*TEXT EXTRACT*.
Distributed Logging Design

In a monolith, you tail -f application.log and life is good. In a distributed system with 50 services across 200 containers, logs are scattered across machines, rotated independently, and disappear when containers restart. You need a centralized logging pipeline that collects, structures, stores, and makes searchable every log line from every service. Without this, debugging a production issue means SSHing into machines and hoping you find the right log before it is rotated away.

The Logging Pipeline

Every distributed logging system follows the same fundamental pipeline.

Pipeline Components

Component	Role	Examples
Log source	Generate log entries	Application code, web servers, databases
Agent/shipper	Collect and forward logs	Filebeat, Fluentd, Vector, Promtail
Buffer	Decouple collection from processing	Kafka, Redis, disk buffer
Processor	Parse, enrich, transform, filter	Logstash, Vector, Fluentd
Storage	Index and store for search	Elasticsearch, Loki, ClickHouse
Visualization	Search, dashboard, alert	Kibana, Grafana, Datadog

Structured Logging

Unstructured logs are text strings. Structured logs are key-value pairs (usually JSON). Structured logging is not optional at scale — it is the difference between grepping through millions of text lines and running precise queries.

python

import json
import logging
import sys
from datetime import datetime, timezone
from typing import Any


class StructuredLogger:
    """JSON-structured logging for distributed systems."""

    def __init__(self, service_name: str, version: str):
        self.service_name = service_name
        self.version = version
        self.logger = logging.getLogger(service_name)
        self.logger.setLevel(logging.DEBUG)

        handler = logging.StreamHandler(sys.stdout)
        handler.setFormatter(StructuredFormatter(service_name, version))
        self.logger.addHandler(handler)

    def info(self, message: str, **context):
        self.logger.info(message, extra={"context": context})

    def error(self, message: str, **context):
        self.logger.error(message, extra={"context": context})

[Records for identifying positions]
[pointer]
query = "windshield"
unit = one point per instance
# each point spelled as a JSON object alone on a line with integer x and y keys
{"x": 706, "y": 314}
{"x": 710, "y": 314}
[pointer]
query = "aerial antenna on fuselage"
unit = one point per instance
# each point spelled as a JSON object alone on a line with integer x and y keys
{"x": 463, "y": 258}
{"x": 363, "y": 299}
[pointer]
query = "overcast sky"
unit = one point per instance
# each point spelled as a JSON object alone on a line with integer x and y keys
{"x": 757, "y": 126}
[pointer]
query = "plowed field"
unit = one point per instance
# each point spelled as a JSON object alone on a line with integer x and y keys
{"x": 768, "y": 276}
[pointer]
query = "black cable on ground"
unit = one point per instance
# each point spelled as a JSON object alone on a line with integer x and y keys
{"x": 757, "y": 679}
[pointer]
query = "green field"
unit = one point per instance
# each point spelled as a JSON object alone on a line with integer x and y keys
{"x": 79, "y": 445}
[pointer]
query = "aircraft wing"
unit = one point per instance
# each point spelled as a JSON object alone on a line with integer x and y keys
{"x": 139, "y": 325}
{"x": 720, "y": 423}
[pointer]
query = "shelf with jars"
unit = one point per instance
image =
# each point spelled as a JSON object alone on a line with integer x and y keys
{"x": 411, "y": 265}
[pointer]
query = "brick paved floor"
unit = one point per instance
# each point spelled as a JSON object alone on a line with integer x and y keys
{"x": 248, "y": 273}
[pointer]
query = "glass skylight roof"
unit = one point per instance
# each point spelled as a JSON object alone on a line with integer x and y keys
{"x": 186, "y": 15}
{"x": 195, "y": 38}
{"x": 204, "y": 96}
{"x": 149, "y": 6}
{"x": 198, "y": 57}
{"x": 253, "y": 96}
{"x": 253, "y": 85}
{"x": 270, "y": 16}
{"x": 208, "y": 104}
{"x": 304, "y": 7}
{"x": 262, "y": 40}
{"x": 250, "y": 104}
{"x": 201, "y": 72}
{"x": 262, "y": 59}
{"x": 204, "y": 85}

*WRITTEN INSTRUCTION 1*.
Answer each question using the distributed logging text.
(a) How many services and containers does the text's example distributed system have?
(b) Which pipeline component has the role "Decouple collection from processing"?
(c) In the Python code, to which stream does the handler send its output?
*WRITTEN INSTRUCTION 2*. Copy the passage of the distributed logging text that begins at the words "Distributed Logging Design" and stops after "is rotated away.".
*WRITTEN INSTRUCTION 3*. Write the next part of the distributed logging text, picking up right after its final line.
You will not need any of these entries.

*ANSWER 1*.
(a) 50 services across 200 containers.
(b) The buffer.
(c) sys.stdout.

*ANSWER 2*.
Distributed Logging Design

In a monolith, you tail -f application.log and life is good. In a distributed system with 50 services across 200 containers, logs are scattered across machines, rotated independently, and disappear when containers restart. You need a centralized logging pipeline that collects, structures, stores, and makes searchable every log line from every service. Without this, debugging a production issue means SSHing into machines and hoping you find the right log before it is rotated away.

*ANSWER 3*.
    def warn(self, message: str, **context):
        self.logger.warning(message, extra={"context": context})


class StructuredFormatter(logging.Formatter):
    def __init__(self, service_name: str, version: str):
        super().__init__()
        self.service_name = service_name
        self.version = version

    def format(self, record: logging.LogRecord) -> str:
        log_entry = {
            "timestamp": datetime.now(timezone.utc).isoformat(),
            "level": record.levelname,
            "service": self.service_name,
            "version": self.version,
            "message": record.getMessage(),
            "logger": record.name,
            "thread": record.threadName,
        }

        # Add structured context
        context = getattr(record, "context", {})
        if context:
            log_entry.update(context)

        # Add exception info
        if record.exc_info and record.exc_info[0]:
            log_entry["exception"] = {
                "type": record.exc_info[0].__name__,
                "message": str(record.exc_info[1]),
                "stacktrace": self.formatException(record.exc_info),
            }

        return json.dumps(log_entry)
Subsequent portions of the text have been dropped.